(SOURCE DOCUMENT begins)

Watch this video of Steffanie’s birthday surprise from her MedStar Health care team:
“It was truly gratifying to be able to induce her remission without the toxicity of traditional chemotherapy,” said Steffanie’s oncologist Eric Rubenstein, MD, medical director of cancer services at MedStar Southern Maryland. “I also felt grateful to have had the technology to diagnose her cancer remotely and to have the resources of the MedStar Georgetown Cancer Institute to arrange care with the clinicians from all the disciplines needed to direct her treatment in the best possible way. Most importantly, I felt fortunate to be graced by Steffanie’s lively, transparent, and joyful spirit. Her attitude and outlook definitely helped us to succeed.”
Now, Steffanie’s encouraging all women to not delay their regular breast cancer screenings and check-ups. “It’s really important that women take care of their bodies and know the signs and symptoms of their bodies. When they don’t have the answers, go get the answers.”
Regular cancer screenings increase your chance of early detection and a cure.
Cancer screenings are critical to finding and diagnosing cancer early when it is more easily treated. Amidst the COVID-19 pandemic, many people canceled or delayed scheduling important screenings for breast cancer, colon cancer, lung cancer, and others. As a result, oncologists predict an increase in mortality rates from cancer in the next decade, as many people who have cancer may not be diagnosed until a later stage when it’s harder to treat and less likely to be cured.
During a cancer screening, a doctor uses advanced imaging to evaluate certain parts of the body. A mammogram, for example, takes a detailed X-ray image of the breasts, allowing cancer experts to detect breast cancer long before it can be felt. This early detection is your best chance of survival if you are diagnosed with breast cancer.
Similarly, lung cancer screening tests can find lung nodules before lung cancer symptoms appear. While lung nodules are often harmless, they can grow into lung cancer. If they’re found during a screening, your doctor will recommend follow-up testing and surveillance to ensure they don’t develop into cancer. If they do, you can rest assured that you’ll have more treatment options than if you waited to seek a lung cancer diagnosis until after it spread to other parts of the body. In fact, people who are diagnosed with early-stage lung cancer experience a 27 to 61 percent five-year survival rate, depending on the type of lung cancer. In contrast, once lung cancer has spread to both lungs or surrounding organs in later stages, the five-year survival rate is only 3 to 6 percent, according to the American Cancer Society.

(SOURCE DOCUMENT ends)
(SOURCE MATERIAL begins)

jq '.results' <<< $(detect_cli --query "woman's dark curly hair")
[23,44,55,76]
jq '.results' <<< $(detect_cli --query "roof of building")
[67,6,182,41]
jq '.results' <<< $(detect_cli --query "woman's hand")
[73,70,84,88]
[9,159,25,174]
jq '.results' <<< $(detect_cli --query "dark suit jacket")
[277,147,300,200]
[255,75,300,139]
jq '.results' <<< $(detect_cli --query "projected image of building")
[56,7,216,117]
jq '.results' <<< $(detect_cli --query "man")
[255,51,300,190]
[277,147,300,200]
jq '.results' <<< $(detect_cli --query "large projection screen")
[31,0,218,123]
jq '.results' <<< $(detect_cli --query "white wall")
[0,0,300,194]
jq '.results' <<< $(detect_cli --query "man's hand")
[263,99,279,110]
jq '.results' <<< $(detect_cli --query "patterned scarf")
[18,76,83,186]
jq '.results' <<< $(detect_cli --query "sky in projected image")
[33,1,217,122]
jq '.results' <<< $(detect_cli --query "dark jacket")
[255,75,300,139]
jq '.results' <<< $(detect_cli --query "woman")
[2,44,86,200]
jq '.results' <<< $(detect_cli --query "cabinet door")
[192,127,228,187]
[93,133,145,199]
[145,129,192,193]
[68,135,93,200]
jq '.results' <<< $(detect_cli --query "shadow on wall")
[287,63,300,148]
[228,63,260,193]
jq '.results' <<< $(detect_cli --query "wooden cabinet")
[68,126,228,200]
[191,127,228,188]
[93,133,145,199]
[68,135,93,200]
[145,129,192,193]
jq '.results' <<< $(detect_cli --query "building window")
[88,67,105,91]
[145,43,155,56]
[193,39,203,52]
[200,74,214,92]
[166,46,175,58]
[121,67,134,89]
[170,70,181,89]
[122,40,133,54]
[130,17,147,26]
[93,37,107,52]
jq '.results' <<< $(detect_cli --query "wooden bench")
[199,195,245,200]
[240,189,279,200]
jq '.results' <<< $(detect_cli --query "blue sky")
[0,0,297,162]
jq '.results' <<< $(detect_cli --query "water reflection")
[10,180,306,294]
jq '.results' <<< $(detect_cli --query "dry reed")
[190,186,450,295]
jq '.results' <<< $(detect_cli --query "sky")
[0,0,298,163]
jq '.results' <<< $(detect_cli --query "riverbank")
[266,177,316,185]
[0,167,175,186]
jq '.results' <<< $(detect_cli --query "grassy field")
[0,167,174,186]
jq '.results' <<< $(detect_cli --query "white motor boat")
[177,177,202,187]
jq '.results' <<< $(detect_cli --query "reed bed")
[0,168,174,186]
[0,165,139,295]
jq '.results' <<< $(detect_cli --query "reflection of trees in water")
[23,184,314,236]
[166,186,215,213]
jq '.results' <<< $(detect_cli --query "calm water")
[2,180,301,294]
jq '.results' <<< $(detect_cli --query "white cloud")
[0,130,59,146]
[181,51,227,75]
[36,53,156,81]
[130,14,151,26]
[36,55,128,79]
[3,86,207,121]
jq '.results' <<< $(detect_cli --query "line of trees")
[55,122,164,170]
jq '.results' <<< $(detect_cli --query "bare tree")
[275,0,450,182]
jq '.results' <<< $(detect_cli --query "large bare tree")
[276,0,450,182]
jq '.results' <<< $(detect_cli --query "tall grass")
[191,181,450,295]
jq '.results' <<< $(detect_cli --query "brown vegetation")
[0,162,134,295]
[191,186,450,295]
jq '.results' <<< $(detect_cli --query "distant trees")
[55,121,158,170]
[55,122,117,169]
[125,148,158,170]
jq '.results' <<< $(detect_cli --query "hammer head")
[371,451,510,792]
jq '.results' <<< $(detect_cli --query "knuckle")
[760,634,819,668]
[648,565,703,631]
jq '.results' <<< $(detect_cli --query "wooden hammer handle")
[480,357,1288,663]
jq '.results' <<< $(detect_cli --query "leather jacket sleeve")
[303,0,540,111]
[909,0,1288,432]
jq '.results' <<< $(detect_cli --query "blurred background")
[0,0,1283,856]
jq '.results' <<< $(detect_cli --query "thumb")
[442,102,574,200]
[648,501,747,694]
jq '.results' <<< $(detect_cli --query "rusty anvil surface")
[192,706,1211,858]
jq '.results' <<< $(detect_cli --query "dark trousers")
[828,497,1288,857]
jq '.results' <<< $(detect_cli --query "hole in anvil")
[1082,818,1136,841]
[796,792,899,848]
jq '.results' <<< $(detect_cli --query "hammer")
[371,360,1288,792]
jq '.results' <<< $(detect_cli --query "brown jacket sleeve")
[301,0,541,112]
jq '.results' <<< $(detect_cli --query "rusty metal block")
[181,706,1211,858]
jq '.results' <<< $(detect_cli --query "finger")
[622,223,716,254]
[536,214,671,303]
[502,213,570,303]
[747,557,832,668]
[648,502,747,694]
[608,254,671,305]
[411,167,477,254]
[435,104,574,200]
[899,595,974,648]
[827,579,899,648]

(SOURCE MATERIAL ends)

— ACTION ITEM A —
From the passage on cancer screenings, copy the text verbatim, beginning at the words "Cancer screenings are" and stopping after "to be cured.".
— ACTION ITEM B —
Proceed with the passage on cancer screenings from the point where it stops.

— ANSWER A —
Cancer screenings are critical to finding and diagnosing cancer early when it is more easily treated. Amidst the COVID-19 pandemic, many people canceled or delayed scheduling important screenings for breast cancer, colon cancer, lung cancer, and others. As a result, oncologists predict an increase in mortality rates from cancer in the next decade, as many people who have cancer may not be diagnosed until a later stage when it’s harder to treat and less likely to be cured.

— ANSWER B —
During a colonoscopy, doctors use a flexible tube attached to a small camera to search for and remove abnormal growths in the colon called polyps. Polyps aren’t cancerous but when left in the colon, some types of polyps can develop into cancerous tumors. Removing any polyps during a screening before they have a chance to turn into cancer eliminates your risk of colon cancer. Because doctors can remove any signs of polyps during the screening test, you can leave the appointment reassured that you won’t have to come back for an additional procedure until your next screening.
When to start cancer screenings.
It’s important to start cancer screenings early before you notice any signs or symptoms of cancer. Your primary care provider can recommend when to start certain types of screenings, depending on your risk factors or family history. If you don’t meet screening criteria, it’s important to continue getting regular physical exams from your primary care provider, even during the pandemic.
Many screenings are free or low-cost and only take minutes of your time. That’s time well spent if it means adding decades back to your life. Just ask Steffanie.